■ EXERCISE TASKS:
1. Rewrite the kernel mailing list email from "Sender: linux-kernel-owner@vger.kernel.org" up to and including "define the term.", with "term" changed to "terminology".
2. Carry the kernel mailing list email forward from the point at which it stops.

■ PROVIDED TEXT:
Date: Thu, 11 Apr 2013 15:55:46 +0900
From: Minchan Kim <minchan@kernel.org>
To: KOSAKI Motohiro <kosaki.motohiro@gmail.com>
Cc: linux-mm@kvack.org, linux-kernel@vger.kernel.org,
        Michael Kerrisk <mtk.manpages@gmail.com>, Arun Sharma <asharma@fb.com>,
        John Stultz <john.stultz@linaro.org>, Mel Gorman <mel@csn.ul.ie>,
        Hugh Dickins <hughd@google.com>, Dave Hansen <dave@linux.vnet.ibm.com>,
        Rik van Riel <riel@redhat.com>, Neil Brown <neilb@suse.de>,
        Mike Hommey <mh@glandium.org>, Taras Glek <tglek@mozilla.com>,
        KOSAKI Motohiro <kosaki.motohiro@jp.fujitsu.com>,
        KAMEZAWA Hiroyuki <kamezawa.hiroyu@jp.fujitsu.com>,
        Jason Evans <je@fb.com>, sanjay@google.com,
        Paul Turner <pjt@google.com>, Johannes Weiner <hannes@cmpxchg.org>,
        Michel Lespinasse <walken@google.com>,
        Andrew Morton <akpm@linux-foundation.org>
Subject: Re: [RFC v7 00/11] Support vrange for anonymous page
Message-ID: <20130411065546.GA10303@blaptop>
References: <1363073915-25000-1-git-send-email-minchan@kernel.org>
 <5165CA22.6080808@gmail.com>
MIME-Version: 1.0
Content-Type: text/plain; charset=us-ascii
Content-Disposition: inline
In-Reply-To: <5165CA22.6080808@gmail.com>
User-Agent: Mutt/1.5.21 (2010-09-15)
Sender: linux-kernel-owner@vger.kernel.org
Content-Length: 8911
Lines: 244

On Wed, Apr 10, 2013 at 04:22:58PM -0400, KOSAKI Motohiro wrote:
> (3/12/13 3:38 AM), Minchan Kim wrote:
> > First of all, let's define the term.

■ SUPPLIED DATA:
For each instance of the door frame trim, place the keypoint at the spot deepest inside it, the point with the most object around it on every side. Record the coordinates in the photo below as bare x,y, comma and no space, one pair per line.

■ WRITTEN RESPONSES:
1.
Sender: linux-kernel-owner@vger.kernel.org
Content-Length: 8911
Lines: 244

On Wed, Apr 10, 2013 at 04:22:58PM -0400, KOSAKI Motohiro wrote:
> (3/12/13 3:38 AM), Minchan Kim wrote:
> > First of all, let's define the terminology.

2.
> > From now on, I'd like to call it as vrange(a.k.a volatile range)
> > for anonymous page. If you have a better name in mind, please suggest.
> > 
> > This version is still *RFC* because it's just quick prototype so
> > it doesn't support THP/HugeTLB/KSM and even couldn't build on !x86.
> > Before further sorting out issues, I'd like to post current direction
> > and discuss it. Of course, I'd like to extend this discussion in
> > comming LSF/MM.
> > 
> > In this version, I changed lots of thing, expecially removed vma-based
> > approach because it needs write-side lock for mmap_sem, which will drop
> > performance in mutli-threaded big SMP system, KOSAKI pointed out.
> > And vma-based approach is hard to meet requirement of new system call by
> > John Stultz's suggested semantic for consistent purged handling.
> > (http://linux-kernel.2935.n7.nabble.com/RFC-v5-0-8-Support-volatile-for-anonymous-range-tt575773.html#none)
> > 
> > I tested this patchset with modified jemalloc allocator which was
> > leaded by Jason Evans(jemalloc author) who was interest in this feature
> > and was happy to port his allocator to use new system call.
> > Super Thanks Jason!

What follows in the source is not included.